→ Aim of the task
Only the lines from the line holding "point: young woman" through the final line of the entries below are to be returned, exactly as they stand.
--------------------------------------------------
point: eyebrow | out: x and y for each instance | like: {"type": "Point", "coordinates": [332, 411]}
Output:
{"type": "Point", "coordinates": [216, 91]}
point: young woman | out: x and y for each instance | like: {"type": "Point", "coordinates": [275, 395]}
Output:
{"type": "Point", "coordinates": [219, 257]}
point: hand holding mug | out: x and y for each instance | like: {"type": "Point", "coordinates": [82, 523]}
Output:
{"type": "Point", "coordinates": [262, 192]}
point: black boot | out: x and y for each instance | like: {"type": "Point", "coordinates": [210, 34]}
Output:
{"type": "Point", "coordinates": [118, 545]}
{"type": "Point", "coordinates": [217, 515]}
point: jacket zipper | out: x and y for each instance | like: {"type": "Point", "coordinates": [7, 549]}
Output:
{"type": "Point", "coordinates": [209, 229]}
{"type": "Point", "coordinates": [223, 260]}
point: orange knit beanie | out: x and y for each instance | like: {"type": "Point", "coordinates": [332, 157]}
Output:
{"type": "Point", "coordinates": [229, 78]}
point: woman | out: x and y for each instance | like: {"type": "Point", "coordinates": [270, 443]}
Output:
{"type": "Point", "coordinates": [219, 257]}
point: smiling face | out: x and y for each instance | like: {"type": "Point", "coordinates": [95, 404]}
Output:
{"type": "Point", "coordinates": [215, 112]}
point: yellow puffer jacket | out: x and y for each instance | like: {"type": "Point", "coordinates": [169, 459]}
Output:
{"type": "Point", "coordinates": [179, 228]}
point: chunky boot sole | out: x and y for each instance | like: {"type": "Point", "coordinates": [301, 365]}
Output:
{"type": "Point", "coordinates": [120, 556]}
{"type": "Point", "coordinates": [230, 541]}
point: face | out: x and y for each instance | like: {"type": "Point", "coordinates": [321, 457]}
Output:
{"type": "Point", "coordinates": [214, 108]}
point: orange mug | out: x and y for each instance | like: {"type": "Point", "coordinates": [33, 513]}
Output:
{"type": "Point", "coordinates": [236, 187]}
--------------------------------------------------
→ Solution to this exercise
point: young woman | out: x and y for each instance | like: {"type": "Point", "coordinates": [275, 395]}
Output:
{"type": "Point", "coordinates": [219, 257]}
point: hand holding mug | out: x and y for each instance | like: {"type": "Point", "coordinates": [82, 523]}
Output:
{"type": "Point", "coordinates": [262, 192]}
point: black boot | out: x and y for each instance | like: {"type": "Point", "coordinates": [210, 34]}
Output:
{"type": "Point", "coordinates": [118, 545]}
{"type": "Point", "coordinates": [217, 515]}
point: jacket zipper | out: x and y for each instance | like: {"type": "Point", "coordinates": [7, 549]}
Output:
{"type": "Point", "coordinates": [209, 229]}
{"type": "Point", "coordinates": [223, 260]}
point: orange knit beanie | out: x and y for each instance | like: {"type": "Point", "coordinates": [332, 157]}
Output:
{"type": "Point", "coordinates": [229, 78]}
point: woman | out: x and y for each instance | like: {"type": "Point", "coordinates": [270, 443]}
Output:
{"type": "Point", "coordinates": [219, 257]}
point: smiling face | out: x and y for each instance | like: {"type": "Point", "coordinates": [95, 404]}
Output:
{"type": "Point", "coordinates": [215, 112]}
point: yellow puffer jacket | out: x and y for each instance | like: {"type": "Point", "coordinates": [169, 459]}
Output:
{"type": "Point", "coordinates": [179, 228]}
point: chunky boot sole | out: x and y for each instance | like: {"type": "Point", "coordinates": [301, 365]}
Output:
{"type": "Point", "coordinates": [120, 556]}
{"type": "Point", "coordinates": [230, 541]}
point: face | out: x and y for each instance | like: {"type": "Point", "coordinates": [321, 457]}
Output:
{"type": "Point", "coordinates": [214, 108]}
point: orange mug | out: x and y for each instance | like: {"type": "Point", "coordinates": [33, 513]}
Output:
{"type": "Point", "coordinates": [236, 187]}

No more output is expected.